INSTRUCTIONS FOR THE TASK
All entries should be output exactly as they stand.

RECORDED DATA

++++++

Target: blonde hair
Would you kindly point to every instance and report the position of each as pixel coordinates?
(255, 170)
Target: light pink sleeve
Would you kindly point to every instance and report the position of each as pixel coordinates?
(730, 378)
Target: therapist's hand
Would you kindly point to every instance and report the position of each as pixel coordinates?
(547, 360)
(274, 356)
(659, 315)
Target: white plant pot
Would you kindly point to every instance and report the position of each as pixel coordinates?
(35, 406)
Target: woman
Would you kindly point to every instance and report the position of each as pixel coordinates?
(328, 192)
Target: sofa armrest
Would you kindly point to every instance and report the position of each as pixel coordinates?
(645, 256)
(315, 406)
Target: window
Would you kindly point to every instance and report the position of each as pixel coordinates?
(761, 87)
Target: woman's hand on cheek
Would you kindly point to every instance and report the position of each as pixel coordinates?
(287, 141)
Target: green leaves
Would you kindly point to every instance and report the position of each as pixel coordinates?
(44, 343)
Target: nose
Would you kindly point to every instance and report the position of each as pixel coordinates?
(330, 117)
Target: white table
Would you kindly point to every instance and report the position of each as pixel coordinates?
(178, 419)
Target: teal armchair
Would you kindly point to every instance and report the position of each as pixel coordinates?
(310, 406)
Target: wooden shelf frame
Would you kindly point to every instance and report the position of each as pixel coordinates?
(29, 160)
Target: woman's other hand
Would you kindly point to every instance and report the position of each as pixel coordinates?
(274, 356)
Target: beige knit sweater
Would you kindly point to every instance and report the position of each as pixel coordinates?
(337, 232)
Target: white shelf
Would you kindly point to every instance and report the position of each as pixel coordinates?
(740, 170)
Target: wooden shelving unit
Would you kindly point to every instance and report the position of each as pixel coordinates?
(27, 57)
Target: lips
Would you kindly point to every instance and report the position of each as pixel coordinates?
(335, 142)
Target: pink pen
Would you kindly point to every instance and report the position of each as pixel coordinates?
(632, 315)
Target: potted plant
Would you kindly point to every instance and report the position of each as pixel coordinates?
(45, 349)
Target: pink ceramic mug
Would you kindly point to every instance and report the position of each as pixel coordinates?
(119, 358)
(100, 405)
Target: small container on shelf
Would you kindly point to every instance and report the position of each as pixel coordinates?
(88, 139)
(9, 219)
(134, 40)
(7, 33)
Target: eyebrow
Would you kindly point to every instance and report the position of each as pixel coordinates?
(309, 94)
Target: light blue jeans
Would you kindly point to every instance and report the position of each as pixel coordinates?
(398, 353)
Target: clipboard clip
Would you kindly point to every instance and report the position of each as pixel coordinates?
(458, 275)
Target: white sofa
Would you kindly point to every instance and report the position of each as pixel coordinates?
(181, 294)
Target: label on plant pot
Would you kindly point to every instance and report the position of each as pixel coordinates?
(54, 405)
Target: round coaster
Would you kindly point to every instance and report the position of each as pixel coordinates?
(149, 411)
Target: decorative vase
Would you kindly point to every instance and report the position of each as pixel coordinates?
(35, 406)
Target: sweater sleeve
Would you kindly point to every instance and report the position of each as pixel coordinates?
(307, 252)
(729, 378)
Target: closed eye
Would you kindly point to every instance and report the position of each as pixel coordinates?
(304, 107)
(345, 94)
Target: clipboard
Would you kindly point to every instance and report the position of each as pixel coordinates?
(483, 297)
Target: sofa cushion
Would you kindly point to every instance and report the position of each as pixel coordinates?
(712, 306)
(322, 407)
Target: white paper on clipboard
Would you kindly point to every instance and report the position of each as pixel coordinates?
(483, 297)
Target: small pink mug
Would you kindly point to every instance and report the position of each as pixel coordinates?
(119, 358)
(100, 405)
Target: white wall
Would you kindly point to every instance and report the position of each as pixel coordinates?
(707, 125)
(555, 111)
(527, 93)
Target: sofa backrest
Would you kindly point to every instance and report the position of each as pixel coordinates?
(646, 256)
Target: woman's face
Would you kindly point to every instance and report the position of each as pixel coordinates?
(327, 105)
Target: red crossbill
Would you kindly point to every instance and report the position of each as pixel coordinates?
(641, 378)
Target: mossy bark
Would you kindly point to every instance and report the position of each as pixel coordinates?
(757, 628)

++++++

THE OUTPUT
Target: blonde hair
Would you kindly point to every instance and report the position of each as pixel coordinates?
(255, 170)
Target: light pink sleeve
Would you kindly point to every instance and report the position of each as pixel coordinates?
(730, 378)
Target: therapist's hand
Would you kindly point to every instance and report the position of each as pixel coordinates?
(547, 360)
(274, 356)
(659, 315)
Target: white plant pot
Would you kindly point to every instance and report the position of each as pixel coordinates?
(35, 406)
Target: woman
Would you kindly point to every instance and report the position of each as pixel coordinates?
(328, 192)
Target: sofa armrest
Would you kindly point to every instance and report the position of each as pixel coordinates?
(645, 256)
(315, 406)
Target: window
Would you kindly point to every instance and report the position of each as pixel coordinates?
(761, 87)
Target: woman's hand on cheek
Would you kindly point to every instance and report the position of each as pixel coordinates?
(287, 141)
Target: green leaves
Would you kindly point to every instance and report the position of each as pixel coordinates?
(44, 343)
Target: nose
Would you kindly point to every instance and report the position of each as pixel coordinates?
(330, 117)
Target: white table
Would you kindly point to every instance and report the position of each as pixel coordinates?
(178, 419)
Target: teal armchair
Would you kindly point to every instance and report the position of each as pixel coordinates?
(310, 406)
Target: wooden shelf frame
Would you kindly point to every instance and report the position of each as pixel coordinates?
(29, 160)
Target: woman's other hand
Would you kindly point to every instance and report the position of each as pixel coordinates?
(274, 356)
Target: beige knit sweater
Would you kindly point to every instance and report the position of each as pixel coordinates?
(337, 232)
Target: white shelf
Would you kindly point to every instance and report the position of each as pixel coordinates?
(740, 170)
Target: wooden shelving unit
Would you kindly point to every instance and report the position of each as pixel coordinates?
(27, 57)
Target: lips
Would you kindly point to every instance and report the position of each as pixel coordinates?
(335, 142)
Target: pink pen
Would you kindly point to every instance and report the position of each as pixel coordinates?
(632, 315)
Target: potted plant
Would you kindly point to every instance and report the position of each as pixel coordinates?
(45, 349)
Target: pink ceramic mug
Would you kindly point to every instance and report the position of each as pixel coordinates?
(119, 358)
(100, 405)
Target: small container on shelf
Would you kindly point to every instance and report the position of each as pixel coordinates?
(88, 139)
(9, 219)
(134, 40)
(7, 33)
Target: eyebrow
Would you kindly point to every instance and report the position of each as pixel coordinates?
(309, 94)
Target: light blue jeans
Would you kindly point to every instance and report the position of each as pixel coordinates?
(398, 353)
Target: clipboard clip
Would you kindly point to every instance and report the position of each as pixel coordinates?
(458, 275)
Target: white sofa
Would you kindly point to every instance and report the position of each as pixel coordinates?
(181, 294)
Target: label on plant pot
Would you kindly point to every instance and report the position of each as pixel coordinates?
(54, 405)
Target: round coaster
Would you kindly point to every instance and report the position of each as pixel coordinates?
(149, 411)
Target: decorative vase
Would you kindly point to every instance and report the position of each as pixel coordinates?
(35, 406)
Target: sweater sleeve
Would you kindly point to every instance and report the position of each as pixel coordinates?
(307, 252)
(729, 378)
Target: closed eye
Would you kindly point to every instance and report the position of each as pixel coordinates?
(304, 107)
(345, 94)
Target: clipboard
Would you kindly point to every instance and report the position of each as pixel coordinates?
(483, 297)
Target: sofa cushion
Would you kindly point to every instance and report the position of each as pixel coordinates?
(712, 306)
(322, 407)
Target: white paper on clipboard
Would you kindly point to every instance and report the position of each as pixel coordinates?
(483, 297)
Target: small pink mug
Would you kindly point to every instance and report the position of each as pixel coordinates?
(119, 358)
(100, 405)
Target: white wall
Would you kindly point to every instance and report the position of each as pixel coordinates?
(707, 125)
(555, 111)
(527, 93)
Target: sofa backrest
Would you kindly point to every instance and report the position of each as pixel coordinates?
(646, 256)
Target: woman's face
Would you kindly point to every instance and report the position of each as pixel coordinates?
(327, 105)
Target: red crossbill
Would you kindly point to every instance and report the position of each as pixel coordinates?
(641, 378)
Target: mossy bark
Would you kindly point to every instance and report the position of each as pixel coordinates?
(757, 628)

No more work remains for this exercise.